Excerpts of labeled region data:
◆ ◆ ◆
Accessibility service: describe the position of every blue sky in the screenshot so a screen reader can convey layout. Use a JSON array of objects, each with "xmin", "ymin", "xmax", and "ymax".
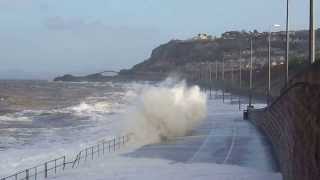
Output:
[{"xmin": 0, "ymin": 0, "xmax": 320, "ymax": 79}]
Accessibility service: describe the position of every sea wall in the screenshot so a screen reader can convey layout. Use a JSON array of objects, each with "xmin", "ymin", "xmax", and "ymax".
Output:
[{"xmin": 249, "ymin": 65, "xmax": 320, "ymax": 180}]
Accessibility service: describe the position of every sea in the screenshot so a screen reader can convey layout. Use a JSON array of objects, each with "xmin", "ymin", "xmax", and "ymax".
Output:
[{"xmin": 0, "ymin": 80, "xmax": 150, "ymax": 176}]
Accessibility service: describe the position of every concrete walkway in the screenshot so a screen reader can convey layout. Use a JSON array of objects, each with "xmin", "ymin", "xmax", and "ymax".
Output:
[{"xmin": 127, "ymin": 93, "xmax": 279, "ymax": 172}]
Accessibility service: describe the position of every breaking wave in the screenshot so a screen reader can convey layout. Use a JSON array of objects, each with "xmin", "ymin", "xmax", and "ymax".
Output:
[{"xmin": 127, "ymin": 80, "xmax": 207, "ymax": 144}]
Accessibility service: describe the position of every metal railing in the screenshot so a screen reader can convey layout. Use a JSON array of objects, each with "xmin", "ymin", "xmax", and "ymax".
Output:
[{"xmin": 0, "ymin": 134, "xmax": 132, "ymax": 180}]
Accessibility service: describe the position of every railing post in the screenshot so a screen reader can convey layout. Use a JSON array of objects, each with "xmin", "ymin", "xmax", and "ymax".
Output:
[
  {"xmin": 44, "ymin": 162, "xmax": 48, "ymax": 178},
  {"xmin": 26, "ymin": 169, "xmax": 29, "ymax": 180},
  {"xmin": 54, "ymin": 159, "xmax": 57, "ymax": 174},
  {"xmin": 85, "ymin": 148, "xmax": 88, "ymax": 161},
  {"xmin": 91, "ymin": 146, "xmax": 93, "ymax": 160},
  {"xmin": 78, "ymin": 151, "xmax": 82, "ymax": 166},
  {"xmin": 98, "ymin": 144, "xmax": 100, "ymax": 157},
  {"xmin": 102, "ymin": 141, "xmax": 104, "ymax": 154}
]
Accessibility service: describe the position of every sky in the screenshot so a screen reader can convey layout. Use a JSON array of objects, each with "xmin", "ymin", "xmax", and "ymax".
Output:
[{"xmin": 0, "ymin": 0, "xmax": 320, "ymax": 79}]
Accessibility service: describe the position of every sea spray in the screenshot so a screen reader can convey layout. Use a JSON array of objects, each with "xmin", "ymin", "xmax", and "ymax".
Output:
[{"xmin": 127, "ymin": 80, "xmax": 207, "ymax": 144}]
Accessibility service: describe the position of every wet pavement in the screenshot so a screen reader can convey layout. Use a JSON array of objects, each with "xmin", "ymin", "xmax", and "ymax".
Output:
[{"xmin": 127, "ymin": 93, "xmax": 279, "ymax": 172}]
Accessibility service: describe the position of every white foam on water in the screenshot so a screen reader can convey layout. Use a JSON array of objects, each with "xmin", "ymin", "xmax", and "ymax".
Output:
[{"xmin": 126, "ymin": 79, "xmax": 207, "ymax": 144}]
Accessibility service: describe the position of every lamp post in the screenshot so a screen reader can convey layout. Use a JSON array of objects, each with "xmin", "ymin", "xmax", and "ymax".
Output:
[
  {"xmin": 267, "ymin": 24, "xmax": 280, "ymax": 104},
  {"xmin": 284, "ymin": 0, "xmax": 290, "ymax": 86},
  {"xmin": 249, "ymin": 37, "xmax": 253, "ymax": 108},
  {"xmin": 309, "ymin": 0, "xmax": 315, "ymax": 64},
  {"xmin": 222, "ymin": 55, "xmax": 225, "ymax": 103}
]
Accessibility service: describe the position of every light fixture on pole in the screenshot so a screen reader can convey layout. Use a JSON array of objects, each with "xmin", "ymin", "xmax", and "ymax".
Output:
[
  {"xmin": 284, "ymin": 0, "xmax": 290, "ymax": 86},
  {"xmin": 249, "ymin": 36, "xmax": 253, "ymax": 108},
  {"xmin": 309, "ymin": 0, "xmax": 315, "ymax": 64}
]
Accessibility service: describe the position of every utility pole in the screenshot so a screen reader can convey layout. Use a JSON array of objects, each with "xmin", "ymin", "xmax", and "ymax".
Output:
[
  {"xmin": 239, "ymin": 60, "xmax": 242, "ymax": 111},
  {"xmin": 284, "ymin": 0, "xmax": 290, "ymax": 86},
  {"xmin": 230, "ymin": 63, "xmax": 234, "ymax": 103},
  {"xmin": 249, "ymin": 37, "xmax": 253, "ymax": 107},
  {"xmin": 309, "ymin": 0, "xmax": 315, "ymax": 64},
  {"xmin": 216, "ymin": 61, "xmax": 219, "ymax": 81},
  {"xmin": 267, "ymin": 24, "xmax": 280, "ymax": 105},
  {"xmin": 239, "ymin": 50, "xmax": 242, "ymax": 89}
]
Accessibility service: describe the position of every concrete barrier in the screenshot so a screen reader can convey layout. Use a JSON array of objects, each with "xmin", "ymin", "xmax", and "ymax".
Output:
[{"xmin": 248, "ymin": 82, "xmax": 320, "ymax": 180}]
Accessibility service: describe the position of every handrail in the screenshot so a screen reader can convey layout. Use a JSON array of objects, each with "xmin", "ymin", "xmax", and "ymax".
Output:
[{"xmin": 0, "ymin": 133, "xmax": 132, "ymax": 180}]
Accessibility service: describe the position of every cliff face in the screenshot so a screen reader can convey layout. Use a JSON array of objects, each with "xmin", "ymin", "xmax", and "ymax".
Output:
[{"xmin": 122, "ymin": 30, "xmax": 320, "ymax": 73}]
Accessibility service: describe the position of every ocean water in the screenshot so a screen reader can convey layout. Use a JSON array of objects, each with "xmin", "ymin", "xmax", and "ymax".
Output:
[{"xmin": 0, "ymin": 81, "xmax": 148, "ymax": 176}]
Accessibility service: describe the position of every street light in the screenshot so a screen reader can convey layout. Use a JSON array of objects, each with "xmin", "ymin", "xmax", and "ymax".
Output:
[
  {"xmin": 267, "ymin": 24, "xmax": 280, "ymax": 104},
  {"xmin": 249, "ymin": 36, "xmax": 253, "ymax": 108},
  {"xmin": 309, "ymin": 0, "xmax": 315, "ymax": 64},
  {"xmin": 285, "ymin": 0, "xmax": 290, "ymax": 86}
]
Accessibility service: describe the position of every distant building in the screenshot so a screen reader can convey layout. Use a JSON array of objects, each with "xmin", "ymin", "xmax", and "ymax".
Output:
[{"xmin": 192, "ymin": 33, "xmax": 212, "ymax": 40}]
◆ ◆ ◆
● **TASK STATEMENT**
Please output all of the data above line for line, without the pictures.

● **WRITTEN REPLY**
Accessibility service: describe the position of every blue sky in the screenshot so a screen reader can convey layout. Use a JSON array of objects, each with "xmin", "ymin", "xmax", and "ymax".
Output:
[{"xmin": 0, "ymin": 0, "xmax": 320, "ymax": 79}]
Accessibility service: describe the position of every sea wall in the screenshot so a screen reader can convey layout. Use a JSON array of objects, each with "xmin", "ymin", "xmax", and "ymax".
Output:
[{"xmin": 249, "ymin": 65, "xmax": 320, "ymax": 180}]
Accessibility service: describe the position of every sea in the screenshot so a screen reader can convey layout. Use a JSON array of objects, each with "xmin", "ymin", "xmax", and "ymax".
Output:
[{"xmin": 0, "ymin": 80, "xmax": 150, "ymax": 176}]
Accessibility service: describe the position of every concrete walkway in the screenshot so a screen reader can convey layout. Use a JSON array of objects, each with "xmin", "ymin", "xmax", and "ymax".
Output:
[{"xmin": 127, "ymin": 93, "xmax": 279, "ymax": 172}]
Accessibility service: describe the position of every breaking wave in the screenshot so a screen reader can convey layout. Use a JSON array of objects, each with "xmin", "ymin", "xmax", and "ymax".
Output:
[{"xmin": 127, "ymin": 80, "xmax": 207, "ymax": 144}]
Accessibility service: describe the position of every metal railing in the screenshot so a screen reader can convey layout. Use a JSON array of objects, each with "xmin", "ymin", "xmax", and "ymax".
Output:
[{"xmin": 0, "ymin": 134, "xmax": 132, "ymax": 180}]
Accessibility service: describe the position of every railing post in the screenshot so a screen reader can convey layout. Use a JSON array of objects, each with "xmin", "ymin", "xmax", and "ymax".
Output:
[
  {"xmin": 44, "ymin": 162, "xmax": 48, "ymax": 178},
  {"xmin": 26, "ymin": 169, "xmax": 29, "ymax": 180},
  {"xmin": 54, "ymin": 159, "xmax": 57, "ymax": 174},
  {"xmin": 85, "ymin": 148, "xmax": 88, "ymax": 161},
  {"xmin": 91, "ymin": 146, "xmax": 93, "ymax": 160},
  {"xmin": 78, "ymin": 151, "xmax": 82, "ymax": 166},
  {"xmin": 98, "ymin": 144, "xmax": 100, "ymax": 157},
  {"xmin": 102, "ymin": 141, "xmax": 104, "ymax": 154}
]
Accessibility service: describe the position of every sky in the screenshot so a screen reader can convey layout. Use a JSON array of objects, each with "xmin", "ymin", "xmax", and "ymax".
Output:
[{"xmin": 0, "ymin": 0, "xmax": 320, "ymax": 79}]
Accessibility service: describe the position of every sea spray in the screenshot so a screen reader can convey layout. Use a JSON array of objects, each with "xmin", "ymin", "xmax", and "ymax".
Output:
[{"xmin": 127, "ymin": 80, "xmax": 207, "ymax": 144}]
Accessibility service: describe the position of every wet pavement in the screenshot so a screen reader can convey layout. Use a JSON array of objects, each with "xmin", "ymin", "xmax", and "ymax".
Output:
[{"xmin": 127, "ymin": 93, "xmax": 279, "ymax": 172}]
Accessibility service: describe the position of every white foam on water in the screenshot so a screen reader can convey layout. Use a JSON array of objects, each with "xmin", "ymin", "xmax", and "ymax".
Output:
[{"xmin": 126, "ymin": 79, "xmax": 207, "ymax": 144}]
Accessibility service: describe the position of every lamp post in the screenshot so a screen reader can convey layout. Use a JSON array of objects, each with "xmin", "ymin", "xmax", and "ymax".
Output:
[
  {"xmin": 267, "ymin": 24, "xmax": 280, "ymax": 104},
  {"xmin": 284, "ymin": 0, "xmax": 290, "ymax": 86},
  {"xmin": 249, "ymin": 37, "xmax": 253, "ymax": 108},
  {"xmin": 309, "ymin": 0, "xmax": 315, "ymax": 64},
  {"xmin": 222, "ymin": 55, "xmax": 225, "ymax": 103}
]
Accessibility service: describe the position of every light fixture on pole in the screenshot so a screen reader can convey layout. Use a JSON array of objects, each with "xmin", "ymin", "xmax", and "ymax".
Output:
[
  {"xmin": 284, "ymin": 0, "xmax": 290, "ymax": 86},
  {"xmin": 249, "ymin": 36, "xmax": 253, "ymax": 108},
  {"xmin": 309, "ymin": 0, "xmax": 315, "ymax": 64}
]
Accessibility service: describe the position of every utility pole in the screenshot so a screen reader can convey layout. Use a JSON array of objects, each with "xmin", "ymin", "xmax", and "ymax".
Output:
[
  {"xmin": 239, "ymin": 60, "xmax": 242, "ymax": 111},
  {"xmin": 284, "ymin": 0, "xmax": 290, "ymax": 86},
  {"xmin": 230, "ymin": 63, "xmax": 234, "ymax": 103},
  {"xmin": 249, "ymin": 37, "xmax": 253, "ymax": 107},
  {"xmin": 309, "ymin": 0, "xmax": 315, "ymax": 64},
  {"xmin": 216, "ymin": 61, "xmax": 219, "ymax": 81},
  {"xmin": 267, "ymin": 24, "xmax": 280, "ymax": 105},
  {"xmin": 239, "ymin": 50, "xmax": 242, "ymax": 89}
]
Accessibility service: describe the position of every concrete barrier in the screenshot so a screen reader can convey layout. Use a JSON array of objects, each with "xmin", "ymin", "xmax", and "ymax".
Output:
[{"xmin": 248, "ymin": 82, "xmax": 320, "ymax": 180}]
Accessibility service: describe the position of every handrail in the screenshot so a screen reader can convey layout. Use a JSON array of objects, each with "xmin", "ymin", "xmax", and "ymax".
Output:
[{"xmin": 0, "ymin": 133, "xmax": 132, "ymax": 180}]
Accessibility service: describe the position of every cliff face in the screenshot so a screen reader can convey layout. Use a JSON array of objects, each with "xmin", "ymin", "xmax", and "ymax".
Output:
[{"xmin": 122, "ymin": 30, "xmax": 320, "ymax": 73}]
Accessibility service: describe the position of every ocean water in the screenshot so a screen reader can convey layout. Use a JSON array of objects, each with "xmin", "ymin", "xmax", and "ymax".
Output:
[{"xmin": 0, "ymin": 81, "xmax": 148, "ymax": 176}]
Accessibility service: describe the position of every street light in the screenshot so a screen reader can convey layout. Use a JSON array of objects, each with "xmin", "ymin", "xmax", and "ymax".
Output:
[
  {"xmin": 267, "ymin": 24, "xmax": 280, "ymax": 104},
  {"xmin": 249, "ymin": 36, "xmax": 253, "ymax": 108},
  {"xmin": 309, "ymin": 0, "xmax": 315, "ymax": 64},
  {"xmin": 285, "ymin": 0, "xmax": 290, "ymax": 86}
]
Accessibility service: describe the position of every distant building in the screenshot so a screen reader can convey layout. Use a JSON array of objects, each with "xmin", "ymin", "xmax", and "ymax".
Output:
[{"xmin": 192, "ymin": 33, "xmax": 212, "ymax": 40}]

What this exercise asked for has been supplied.